Entramos em 2026 com o tradicional festival de ilusões da esquerda pequeno-burguesa. Em recente artigo intitulado Lula ficou mais perto da vitória em primeiro turno – e Kassab ajudou, Aquiles Lins, colunista do Brasil 247, apresenta a tese de que as articulações políticas de Gilberto Kassab (PSD) estariam, ainda que despropositadamente, pavimentando o caminho para a reeleição de Lula.
Trata-se de uma análise puramente eleitoreira e abstrata. O autor ignora o motor da história: a luta de classes. Ao focar no “faro político” de indivíduos e em porcentagens de pesquisas de opinião, camufla-se a ofensiva do imperialismo e a real disposição da burguesia brasileira
Diz o colunista:
“O cenário mais favorável para Lula teve uma ajudinha de Gilberto Kassab […] O veterano cacique da política brasileira sabe ler como ninguém os caminhos que levam ao poder.”
Aqui reside o primeiro erro fatal. Kassab não opera no vácuo, nem por “faro” individual. Ele é um político de confiança da burguesia. A ideia de que ele estaria “ajudando” Lula ao fragmentar a direita é de uma ingenuidade atroz. O que o autor não compreende — ou finge não ver — é que a burguesia não quer Lula.
O grande capital aceitou Lula em 2022 como um mal necessário para conter a instabilidade do bolsonarismo, mas o plano nunca foi manter o Partido dos Trabalhadores (PT). Kassab e o PSD cumprem um papel na operação de viabilizar uma “terceira via”. Se a fragmentação da direita ocorre neste momento, é para testar qual peça melhor serve ao programa neoliberal. Se os capitalistas perceberem que esse arranjo favorece Lula de forma indesejada, eles rearranjam o cenário em 24 horas.
Lins prossegue em sua hagiografia:
“E Lula não só não errou, como tem acertado na mosca, como atestam os indicadores sociais e econômicos.”
Para o setor que quer desmobilizar o povo, qualquer crescimento pífio do PIB ou manutenção do teto de gastos “maquiado” é vitória. Mas, sob a ótica do imperialismo, Lula — por mais moderado que seja — nunca conseguirá ser o neoliberal puro que o capital financeiro exige. O imperialismo precisa de um Javier Milei na Argentina e de um carrasco direto no Brasil. Lula, por sua ligação histórica com o movimento operário, é um entrave. A “análise” de Lins ignora que o mundo caminha para uma grande guerra entre o imperialismo e os povos oprimidos — situação na qual não se pode contar com um governo moderado como o de Lula.
O que essa análise eleitoreira camufla é a indisposição da esquerda pequeno-burguesa em travar a luta real. Ao acreditar que Kassab é um aliado tático e que a vitória virá por “WO” parlamentar, o autor desmobiliza o povo. A análise de classe mostra que a única defesa real é a mobilização das massas e a luta por um programa independente dos trabalhadores.

> DADOS FORNECIDOS
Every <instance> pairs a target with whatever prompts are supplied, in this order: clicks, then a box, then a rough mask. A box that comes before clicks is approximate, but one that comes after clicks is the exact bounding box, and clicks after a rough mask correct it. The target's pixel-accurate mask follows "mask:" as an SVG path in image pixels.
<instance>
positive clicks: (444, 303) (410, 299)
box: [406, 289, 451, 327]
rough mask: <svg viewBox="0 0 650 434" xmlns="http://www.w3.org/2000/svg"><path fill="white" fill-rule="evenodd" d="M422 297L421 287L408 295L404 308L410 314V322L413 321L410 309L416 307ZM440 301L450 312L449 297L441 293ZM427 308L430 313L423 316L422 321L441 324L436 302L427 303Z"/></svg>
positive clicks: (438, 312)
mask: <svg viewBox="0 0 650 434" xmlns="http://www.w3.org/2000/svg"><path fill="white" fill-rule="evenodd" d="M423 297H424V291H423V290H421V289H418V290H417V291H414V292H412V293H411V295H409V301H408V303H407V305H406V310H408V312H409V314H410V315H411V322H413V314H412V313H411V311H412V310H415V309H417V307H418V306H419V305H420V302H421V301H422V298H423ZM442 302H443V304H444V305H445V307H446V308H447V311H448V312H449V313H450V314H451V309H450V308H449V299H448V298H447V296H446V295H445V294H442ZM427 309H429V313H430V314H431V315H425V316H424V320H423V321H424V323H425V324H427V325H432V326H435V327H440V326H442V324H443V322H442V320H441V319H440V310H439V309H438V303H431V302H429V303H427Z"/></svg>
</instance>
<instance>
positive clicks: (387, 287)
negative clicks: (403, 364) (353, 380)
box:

> TAREFAS
A – Atualize o trecho selecionado: reescreva-o a partir das palavras "Aqui reside o" e pare depois de "não quer Lula.", trocando "ingenuidade atroz" por "ingenuidade espantosa".
B – As afirmações a seguir concordam com o trecho selecionado? Responda sim ou não para cada uma e cite as palavras do trecho que decidem: (i) Aquiles Lins é colunista do Brasil 247; (ii) o grande capital aceitou Lula em 2022 como um mal necessário; (iii) a burguesia quer a reeleição de Lula.

> RESPOSTAS NUMERADAS
A –
Aqui reside o primeiro erro fatal. Kassab não opera no vácuo, nem por “faro” individual. Ele é um político de confiança da burguesia. A ideia de que ele estaria “ajudando” Lula ao fragmentar a direita é de uma ingenuidade espantosa. O que o autor não compreende — ou finge não ver — é que a burguesia não quer Lula.

B –
(i) Sim: "Aquiles Lins, colunista do Brasil 247".
(ii) Sim: "O grande capital aceitou Lula em 2022 como um mal necessário".
(iii) Não: "a burguesia não quer Lula".